Dataset entries
==============================
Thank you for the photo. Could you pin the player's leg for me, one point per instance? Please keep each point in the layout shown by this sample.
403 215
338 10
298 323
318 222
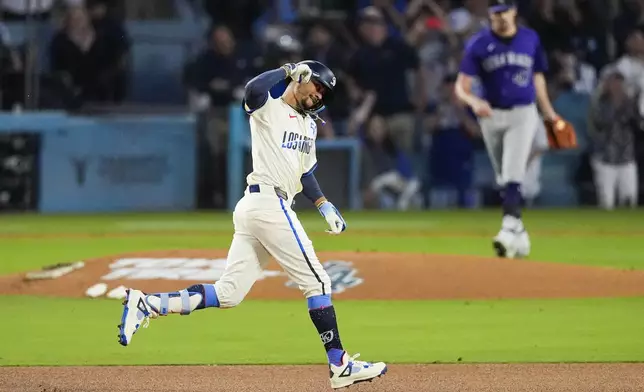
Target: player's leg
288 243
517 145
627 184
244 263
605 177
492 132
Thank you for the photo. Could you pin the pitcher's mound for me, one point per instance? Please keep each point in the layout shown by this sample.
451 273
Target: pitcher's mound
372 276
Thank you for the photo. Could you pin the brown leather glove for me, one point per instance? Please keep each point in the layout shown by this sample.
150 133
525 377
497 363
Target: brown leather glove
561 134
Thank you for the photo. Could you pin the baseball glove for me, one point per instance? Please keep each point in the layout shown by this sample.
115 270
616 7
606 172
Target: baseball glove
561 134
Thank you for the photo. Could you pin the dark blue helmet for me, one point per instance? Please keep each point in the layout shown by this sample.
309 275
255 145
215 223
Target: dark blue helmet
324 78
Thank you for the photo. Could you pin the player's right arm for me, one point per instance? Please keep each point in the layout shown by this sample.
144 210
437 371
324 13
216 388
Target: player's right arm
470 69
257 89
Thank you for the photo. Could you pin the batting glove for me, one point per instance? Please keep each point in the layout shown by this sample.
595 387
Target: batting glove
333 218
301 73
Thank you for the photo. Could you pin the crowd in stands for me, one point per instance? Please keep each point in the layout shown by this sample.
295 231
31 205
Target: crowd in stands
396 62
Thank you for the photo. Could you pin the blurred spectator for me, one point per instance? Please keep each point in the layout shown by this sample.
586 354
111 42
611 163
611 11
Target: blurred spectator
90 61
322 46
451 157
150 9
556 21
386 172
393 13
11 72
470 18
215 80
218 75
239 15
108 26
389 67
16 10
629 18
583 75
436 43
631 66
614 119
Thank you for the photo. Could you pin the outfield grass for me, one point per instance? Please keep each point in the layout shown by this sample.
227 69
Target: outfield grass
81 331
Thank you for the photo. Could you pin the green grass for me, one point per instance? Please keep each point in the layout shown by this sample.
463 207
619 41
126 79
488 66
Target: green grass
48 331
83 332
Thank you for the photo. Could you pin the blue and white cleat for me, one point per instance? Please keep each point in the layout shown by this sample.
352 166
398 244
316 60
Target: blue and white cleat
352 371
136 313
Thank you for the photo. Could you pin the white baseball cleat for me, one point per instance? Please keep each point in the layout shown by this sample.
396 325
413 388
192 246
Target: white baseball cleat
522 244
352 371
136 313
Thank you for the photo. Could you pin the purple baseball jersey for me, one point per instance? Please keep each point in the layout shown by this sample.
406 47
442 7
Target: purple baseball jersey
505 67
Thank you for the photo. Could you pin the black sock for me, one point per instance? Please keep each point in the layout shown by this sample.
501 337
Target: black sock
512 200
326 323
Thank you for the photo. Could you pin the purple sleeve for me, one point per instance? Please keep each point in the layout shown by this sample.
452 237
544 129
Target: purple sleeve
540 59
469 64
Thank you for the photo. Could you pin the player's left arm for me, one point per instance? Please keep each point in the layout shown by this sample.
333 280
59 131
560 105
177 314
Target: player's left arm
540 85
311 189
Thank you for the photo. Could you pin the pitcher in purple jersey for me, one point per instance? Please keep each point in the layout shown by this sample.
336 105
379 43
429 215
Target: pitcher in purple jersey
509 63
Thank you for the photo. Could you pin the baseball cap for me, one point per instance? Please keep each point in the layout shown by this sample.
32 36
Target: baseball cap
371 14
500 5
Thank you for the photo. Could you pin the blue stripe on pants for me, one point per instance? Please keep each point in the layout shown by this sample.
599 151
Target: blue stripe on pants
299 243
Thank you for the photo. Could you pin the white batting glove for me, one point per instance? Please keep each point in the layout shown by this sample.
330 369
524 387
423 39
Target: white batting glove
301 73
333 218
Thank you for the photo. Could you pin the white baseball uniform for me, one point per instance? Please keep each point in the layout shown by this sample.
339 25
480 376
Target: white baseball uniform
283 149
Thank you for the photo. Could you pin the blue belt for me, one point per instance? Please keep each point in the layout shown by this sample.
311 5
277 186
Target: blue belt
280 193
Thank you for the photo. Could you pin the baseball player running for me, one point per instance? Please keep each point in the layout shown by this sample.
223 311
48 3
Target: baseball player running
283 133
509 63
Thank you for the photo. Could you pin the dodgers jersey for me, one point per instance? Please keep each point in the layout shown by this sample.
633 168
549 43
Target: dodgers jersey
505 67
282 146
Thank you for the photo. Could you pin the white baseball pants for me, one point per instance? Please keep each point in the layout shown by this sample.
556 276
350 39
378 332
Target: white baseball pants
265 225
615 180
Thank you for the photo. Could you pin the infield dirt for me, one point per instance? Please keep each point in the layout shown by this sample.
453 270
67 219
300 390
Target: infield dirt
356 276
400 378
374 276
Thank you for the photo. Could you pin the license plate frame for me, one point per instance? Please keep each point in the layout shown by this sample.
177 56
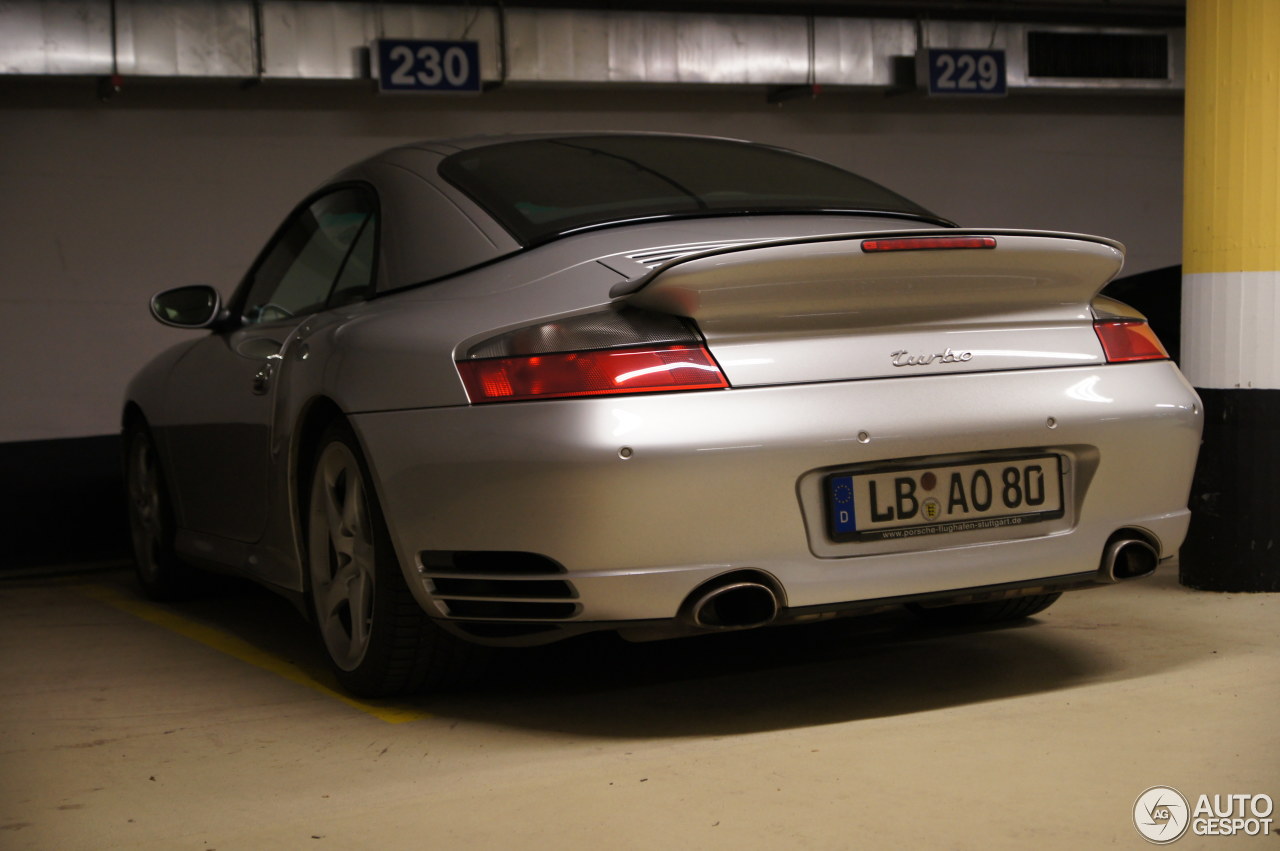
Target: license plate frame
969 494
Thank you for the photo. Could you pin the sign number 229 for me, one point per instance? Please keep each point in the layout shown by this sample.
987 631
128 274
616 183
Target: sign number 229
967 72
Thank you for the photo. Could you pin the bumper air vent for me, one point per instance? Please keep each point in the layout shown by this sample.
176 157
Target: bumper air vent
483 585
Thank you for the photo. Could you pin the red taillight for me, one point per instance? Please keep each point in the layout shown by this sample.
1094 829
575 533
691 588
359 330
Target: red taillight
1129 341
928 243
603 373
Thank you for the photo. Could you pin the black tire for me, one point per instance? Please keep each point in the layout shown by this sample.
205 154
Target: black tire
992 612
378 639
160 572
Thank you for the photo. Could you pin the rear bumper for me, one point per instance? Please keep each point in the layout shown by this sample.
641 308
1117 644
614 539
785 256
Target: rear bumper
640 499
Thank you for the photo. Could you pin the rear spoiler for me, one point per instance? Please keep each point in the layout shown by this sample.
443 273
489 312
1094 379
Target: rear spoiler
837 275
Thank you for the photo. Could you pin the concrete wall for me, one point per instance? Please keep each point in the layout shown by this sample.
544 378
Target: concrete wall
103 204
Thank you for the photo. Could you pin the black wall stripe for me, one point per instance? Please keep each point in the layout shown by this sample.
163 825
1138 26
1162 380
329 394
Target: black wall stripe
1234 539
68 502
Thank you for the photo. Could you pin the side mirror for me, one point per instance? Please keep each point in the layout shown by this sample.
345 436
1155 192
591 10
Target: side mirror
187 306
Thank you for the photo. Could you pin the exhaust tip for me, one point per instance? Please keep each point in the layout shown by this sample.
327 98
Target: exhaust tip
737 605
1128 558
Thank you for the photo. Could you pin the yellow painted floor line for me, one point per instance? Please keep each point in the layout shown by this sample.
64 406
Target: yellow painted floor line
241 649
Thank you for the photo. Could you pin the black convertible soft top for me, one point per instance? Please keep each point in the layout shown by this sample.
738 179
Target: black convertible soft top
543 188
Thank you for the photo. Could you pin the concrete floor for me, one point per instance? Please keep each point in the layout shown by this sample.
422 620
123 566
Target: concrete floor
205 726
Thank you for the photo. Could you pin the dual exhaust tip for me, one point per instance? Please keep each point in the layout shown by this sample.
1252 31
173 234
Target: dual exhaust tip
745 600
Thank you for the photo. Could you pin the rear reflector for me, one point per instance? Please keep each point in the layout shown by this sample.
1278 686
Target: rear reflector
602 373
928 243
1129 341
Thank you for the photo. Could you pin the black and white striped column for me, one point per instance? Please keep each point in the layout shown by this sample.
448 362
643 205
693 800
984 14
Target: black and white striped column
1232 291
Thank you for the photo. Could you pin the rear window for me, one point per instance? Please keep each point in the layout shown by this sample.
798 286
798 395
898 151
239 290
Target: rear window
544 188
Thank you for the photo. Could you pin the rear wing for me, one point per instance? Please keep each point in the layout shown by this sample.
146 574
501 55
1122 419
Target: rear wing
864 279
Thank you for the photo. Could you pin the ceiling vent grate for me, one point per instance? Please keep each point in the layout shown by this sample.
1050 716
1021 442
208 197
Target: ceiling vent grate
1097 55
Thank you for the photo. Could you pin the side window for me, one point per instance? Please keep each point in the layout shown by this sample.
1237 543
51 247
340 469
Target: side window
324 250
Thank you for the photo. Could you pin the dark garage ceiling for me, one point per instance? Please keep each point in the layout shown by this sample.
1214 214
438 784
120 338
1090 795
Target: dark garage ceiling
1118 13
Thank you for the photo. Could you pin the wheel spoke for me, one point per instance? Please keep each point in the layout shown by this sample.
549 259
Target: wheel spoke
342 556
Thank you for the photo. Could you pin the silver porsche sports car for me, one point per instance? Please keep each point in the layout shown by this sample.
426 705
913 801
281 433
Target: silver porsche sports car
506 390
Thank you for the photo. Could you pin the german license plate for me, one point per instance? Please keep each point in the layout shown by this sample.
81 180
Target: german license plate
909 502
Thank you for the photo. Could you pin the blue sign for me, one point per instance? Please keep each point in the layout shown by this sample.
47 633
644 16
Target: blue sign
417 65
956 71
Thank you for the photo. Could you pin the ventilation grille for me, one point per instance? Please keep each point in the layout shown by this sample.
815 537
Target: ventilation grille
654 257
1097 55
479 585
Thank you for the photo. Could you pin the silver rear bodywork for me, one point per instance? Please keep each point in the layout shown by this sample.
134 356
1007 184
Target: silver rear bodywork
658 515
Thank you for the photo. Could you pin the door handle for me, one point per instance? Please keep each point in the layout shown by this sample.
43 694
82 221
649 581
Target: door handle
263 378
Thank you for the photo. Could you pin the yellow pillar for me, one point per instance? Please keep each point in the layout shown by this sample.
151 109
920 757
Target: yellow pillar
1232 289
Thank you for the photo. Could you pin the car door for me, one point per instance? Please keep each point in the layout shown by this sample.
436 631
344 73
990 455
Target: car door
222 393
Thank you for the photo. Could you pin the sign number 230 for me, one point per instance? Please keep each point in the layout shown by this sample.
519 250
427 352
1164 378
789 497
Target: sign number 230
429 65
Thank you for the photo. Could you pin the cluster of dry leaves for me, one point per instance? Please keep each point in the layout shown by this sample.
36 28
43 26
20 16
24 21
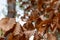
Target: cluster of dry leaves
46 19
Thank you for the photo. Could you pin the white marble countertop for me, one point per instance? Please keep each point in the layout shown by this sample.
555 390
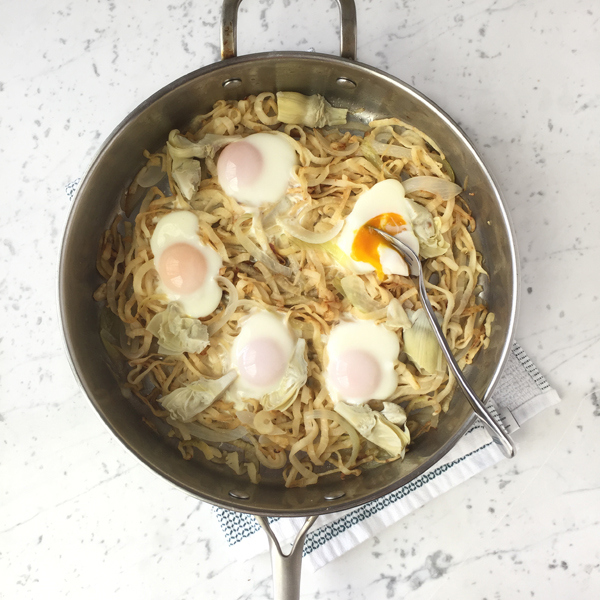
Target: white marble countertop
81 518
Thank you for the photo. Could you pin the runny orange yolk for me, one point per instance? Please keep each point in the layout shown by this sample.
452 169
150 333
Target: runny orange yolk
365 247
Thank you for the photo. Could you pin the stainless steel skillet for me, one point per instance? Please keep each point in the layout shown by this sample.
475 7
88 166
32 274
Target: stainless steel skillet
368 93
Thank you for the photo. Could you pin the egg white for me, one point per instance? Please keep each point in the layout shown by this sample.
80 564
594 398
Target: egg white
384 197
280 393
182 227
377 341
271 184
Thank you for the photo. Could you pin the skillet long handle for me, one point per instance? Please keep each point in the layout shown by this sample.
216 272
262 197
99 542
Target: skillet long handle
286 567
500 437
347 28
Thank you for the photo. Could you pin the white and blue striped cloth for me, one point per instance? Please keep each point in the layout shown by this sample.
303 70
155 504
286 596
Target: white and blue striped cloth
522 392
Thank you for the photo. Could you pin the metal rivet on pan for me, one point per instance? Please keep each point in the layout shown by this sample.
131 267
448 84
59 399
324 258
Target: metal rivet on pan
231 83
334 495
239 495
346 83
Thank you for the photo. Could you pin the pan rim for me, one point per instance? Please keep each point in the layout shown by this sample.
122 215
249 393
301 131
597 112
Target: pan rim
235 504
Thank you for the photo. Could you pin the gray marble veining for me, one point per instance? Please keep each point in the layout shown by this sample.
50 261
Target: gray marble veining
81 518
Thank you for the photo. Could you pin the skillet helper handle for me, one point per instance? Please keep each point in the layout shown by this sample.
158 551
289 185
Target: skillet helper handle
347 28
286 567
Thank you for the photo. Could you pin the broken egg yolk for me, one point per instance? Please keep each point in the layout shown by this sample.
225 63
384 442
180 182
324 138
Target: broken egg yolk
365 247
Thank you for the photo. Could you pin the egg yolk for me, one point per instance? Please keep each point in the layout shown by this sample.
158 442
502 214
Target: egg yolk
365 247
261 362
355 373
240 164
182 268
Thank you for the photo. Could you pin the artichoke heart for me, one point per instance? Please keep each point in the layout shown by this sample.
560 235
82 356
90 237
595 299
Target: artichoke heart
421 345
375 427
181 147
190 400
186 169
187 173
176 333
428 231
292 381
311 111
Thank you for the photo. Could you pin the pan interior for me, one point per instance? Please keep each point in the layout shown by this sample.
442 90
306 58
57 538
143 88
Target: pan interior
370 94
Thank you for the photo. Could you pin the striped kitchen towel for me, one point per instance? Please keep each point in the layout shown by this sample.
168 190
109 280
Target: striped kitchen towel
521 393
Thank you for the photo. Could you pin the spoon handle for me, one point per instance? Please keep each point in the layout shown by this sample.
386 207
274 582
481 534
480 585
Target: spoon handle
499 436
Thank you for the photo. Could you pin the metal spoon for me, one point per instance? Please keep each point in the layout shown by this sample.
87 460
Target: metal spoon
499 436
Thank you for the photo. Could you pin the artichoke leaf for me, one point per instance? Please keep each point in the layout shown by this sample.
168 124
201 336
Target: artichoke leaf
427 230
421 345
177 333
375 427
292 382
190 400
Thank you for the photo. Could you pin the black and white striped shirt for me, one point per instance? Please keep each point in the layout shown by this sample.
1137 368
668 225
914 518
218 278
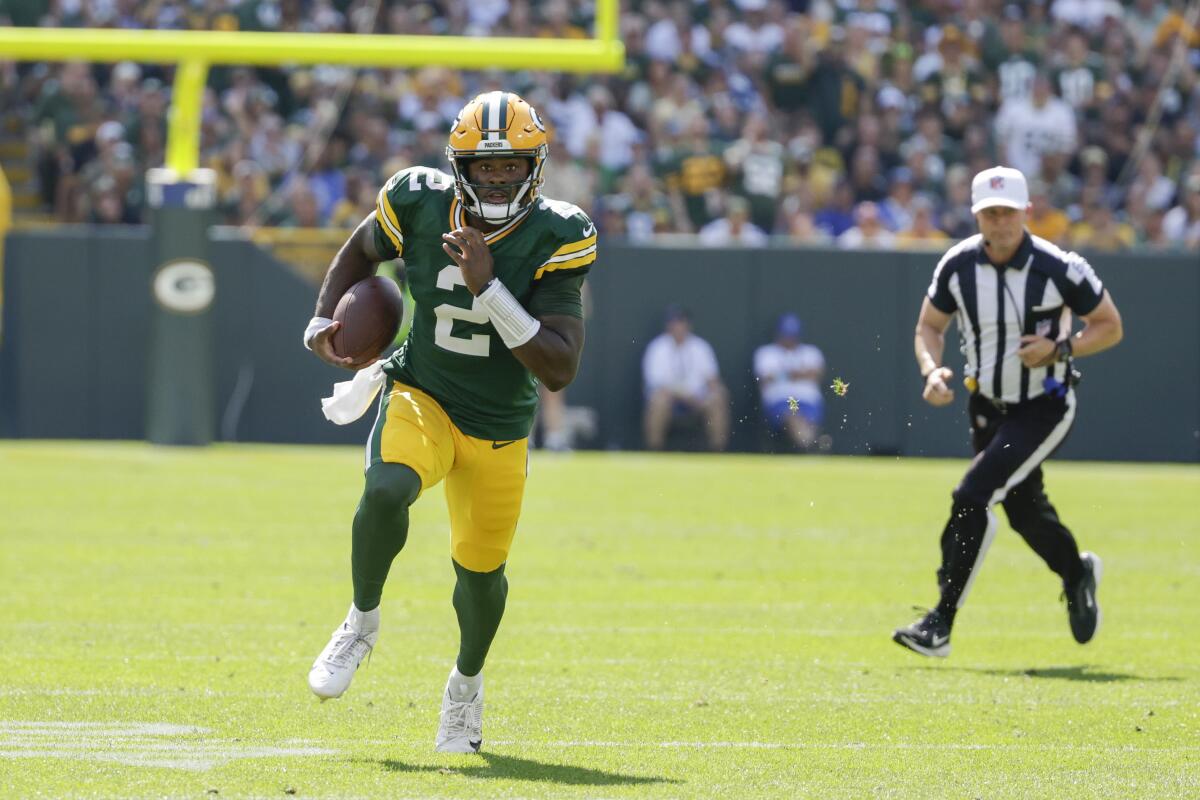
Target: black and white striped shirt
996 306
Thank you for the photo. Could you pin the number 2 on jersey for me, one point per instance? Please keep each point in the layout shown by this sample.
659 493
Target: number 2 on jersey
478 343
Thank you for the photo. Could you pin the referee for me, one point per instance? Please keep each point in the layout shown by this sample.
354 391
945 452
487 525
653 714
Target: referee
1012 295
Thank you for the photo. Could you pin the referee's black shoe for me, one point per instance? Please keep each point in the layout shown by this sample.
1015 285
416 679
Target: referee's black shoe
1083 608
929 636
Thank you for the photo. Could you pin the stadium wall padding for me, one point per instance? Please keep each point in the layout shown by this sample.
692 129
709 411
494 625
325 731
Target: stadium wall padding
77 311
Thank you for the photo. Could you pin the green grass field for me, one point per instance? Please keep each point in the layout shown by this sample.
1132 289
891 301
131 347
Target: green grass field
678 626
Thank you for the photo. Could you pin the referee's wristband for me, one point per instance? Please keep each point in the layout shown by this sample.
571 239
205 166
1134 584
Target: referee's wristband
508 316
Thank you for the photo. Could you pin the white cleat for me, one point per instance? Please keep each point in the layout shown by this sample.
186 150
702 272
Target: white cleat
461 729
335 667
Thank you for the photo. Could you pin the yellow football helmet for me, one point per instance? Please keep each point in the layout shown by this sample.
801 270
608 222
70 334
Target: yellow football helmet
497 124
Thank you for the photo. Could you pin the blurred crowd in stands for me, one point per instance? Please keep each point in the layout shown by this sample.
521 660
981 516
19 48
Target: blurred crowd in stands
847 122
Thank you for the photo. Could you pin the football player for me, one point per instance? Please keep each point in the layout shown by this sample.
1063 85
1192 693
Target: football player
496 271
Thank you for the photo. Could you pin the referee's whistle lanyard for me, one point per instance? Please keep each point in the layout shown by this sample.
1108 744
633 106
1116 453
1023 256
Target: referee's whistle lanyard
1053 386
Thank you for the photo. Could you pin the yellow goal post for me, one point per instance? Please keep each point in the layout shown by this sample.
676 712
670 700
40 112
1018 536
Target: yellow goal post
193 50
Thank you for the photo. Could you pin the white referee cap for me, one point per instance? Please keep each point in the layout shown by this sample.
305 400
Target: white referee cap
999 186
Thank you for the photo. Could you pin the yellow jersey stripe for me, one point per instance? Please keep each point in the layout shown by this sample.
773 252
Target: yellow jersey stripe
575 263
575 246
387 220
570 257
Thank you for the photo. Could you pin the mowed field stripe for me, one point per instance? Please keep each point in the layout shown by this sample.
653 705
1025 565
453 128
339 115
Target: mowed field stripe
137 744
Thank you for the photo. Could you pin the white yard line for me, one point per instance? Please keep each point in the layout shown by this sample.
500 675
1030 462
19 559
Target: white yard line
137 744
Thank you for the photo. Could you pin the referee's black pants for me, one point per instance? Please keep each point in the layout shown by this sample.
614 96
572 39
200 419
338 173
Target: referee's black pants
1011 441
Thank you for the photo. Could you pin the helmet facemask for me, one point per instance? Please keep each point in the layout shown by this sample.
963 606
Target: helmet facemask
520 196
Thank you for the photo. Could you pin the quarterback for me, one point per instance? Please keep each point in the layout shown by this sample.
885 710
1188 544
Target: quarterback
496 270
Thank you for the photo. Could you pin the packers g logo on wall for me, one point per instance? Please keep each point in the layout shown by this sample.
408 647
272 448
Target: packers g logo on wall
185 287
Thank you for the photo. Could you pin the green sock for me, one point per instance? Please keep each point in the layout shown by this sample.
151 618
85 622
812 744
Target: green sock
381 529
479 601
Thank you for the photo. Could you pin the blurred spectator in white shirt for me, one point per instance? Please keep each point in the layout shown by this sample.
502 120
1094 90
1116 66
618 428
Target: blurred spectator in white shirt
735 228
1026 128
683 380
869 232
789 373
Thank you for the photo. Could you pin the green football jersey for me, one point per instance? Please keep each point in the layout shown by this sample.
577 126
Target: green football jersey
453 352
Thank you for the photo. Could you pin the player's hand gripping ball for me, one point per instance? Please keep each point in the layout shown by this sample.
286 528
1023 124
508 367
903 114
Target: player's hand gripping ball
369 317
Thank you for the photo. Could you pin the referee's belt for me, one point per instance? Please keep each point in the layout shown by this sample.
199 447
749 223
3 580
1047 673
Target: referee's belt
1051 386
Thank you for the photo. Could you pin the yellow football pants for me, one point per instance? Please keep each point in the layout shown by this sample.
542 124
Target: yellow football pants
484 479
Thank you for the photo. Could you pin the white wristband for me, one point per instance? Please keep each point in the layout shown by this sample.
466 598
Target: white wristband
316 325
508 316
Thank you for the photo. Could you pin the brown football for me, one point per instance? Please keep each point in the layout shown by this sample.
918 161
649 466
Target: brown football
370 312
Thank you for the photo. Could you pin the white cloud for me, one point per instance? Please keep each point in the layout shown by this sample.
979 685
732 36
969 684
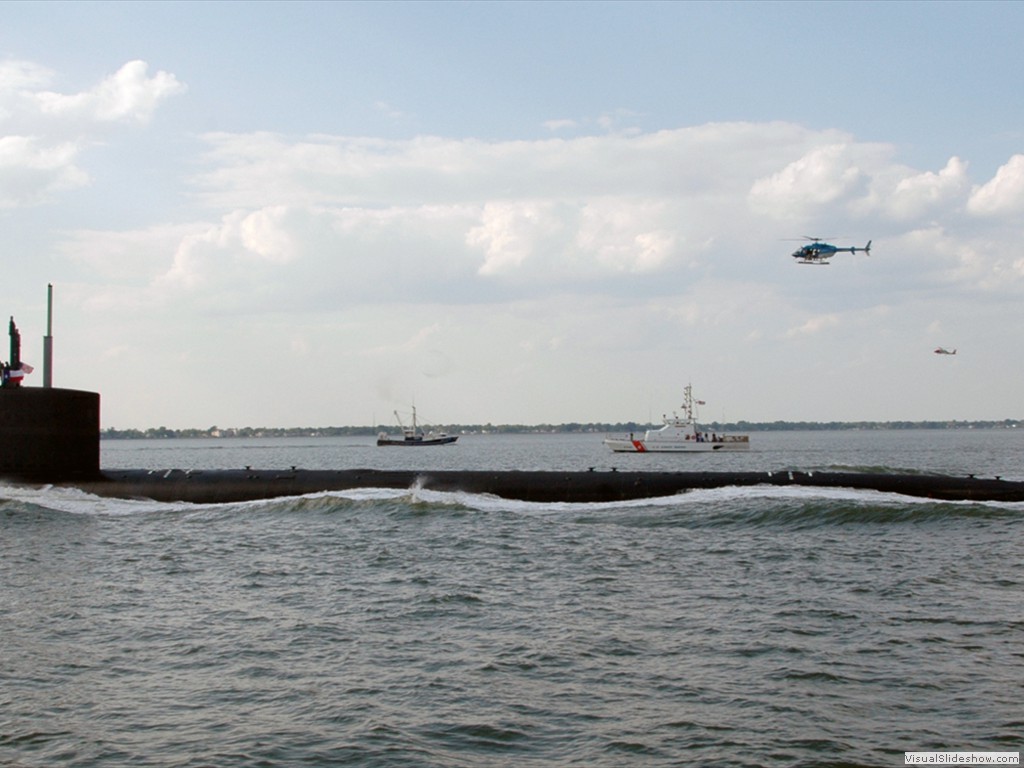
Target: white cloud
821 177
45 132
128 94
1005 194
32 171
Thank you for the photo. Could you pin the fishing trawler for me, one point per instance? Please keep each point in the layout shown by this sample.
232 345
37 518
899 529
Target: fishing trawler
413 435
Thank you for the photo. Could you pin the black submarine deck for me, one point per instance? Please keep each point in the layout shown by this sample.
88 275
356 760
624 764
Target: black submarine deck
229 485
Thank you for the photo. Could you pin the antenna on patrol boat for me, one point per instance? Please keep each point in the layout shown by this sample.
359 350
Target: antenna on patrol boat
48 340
==============================
What is being asked >> Reproduce the lines of the listing word for word, starting at the line that contains "Thank you for the photo. Could you pin the white wristband" and ending with the last line of the listing, both included. Leave the pictures out.

Response to this task >>
Thank you for the photo. Could you pin the white wristband for me, one point per instance? Please keep each point in the layout shown by this sample.
466 598
Target: white wristband
316 325
508 316
Thank you for the photo. Could you pin the brown football for me, one point per instance? Please keep each point in the layout shown by this sample.
918 161
649 466
Target: brown football
370 312
Thank you for the photo. Could you pin the white cloud for me, one point per instance? Please keep each point in the layout shown by this sample.
979 685
732 36
969 684
Target: white cloud
821 177
45 132
128 94
1005 194
32 171
Thank you for the photo. Could you pin the fishing trawler for me, one point per instance? Please keep each point in the layout shown by this sample.
232 345
37 518
899 529
Target: fishing trawler
413 435
Thank you for the photo. Could you pin the black submarine deck for me, one point per instance? Please keep each point in the layout shown by this sample.
88 275
356 760
624 764
Target: black submarine deck
229 485
Thank you for the photo. Could you pin the antenna on patrol boat for me, one point per instance? Please keep each point in the layout shown by this sample.
359 350
Target: antenna on patrol boat
48 340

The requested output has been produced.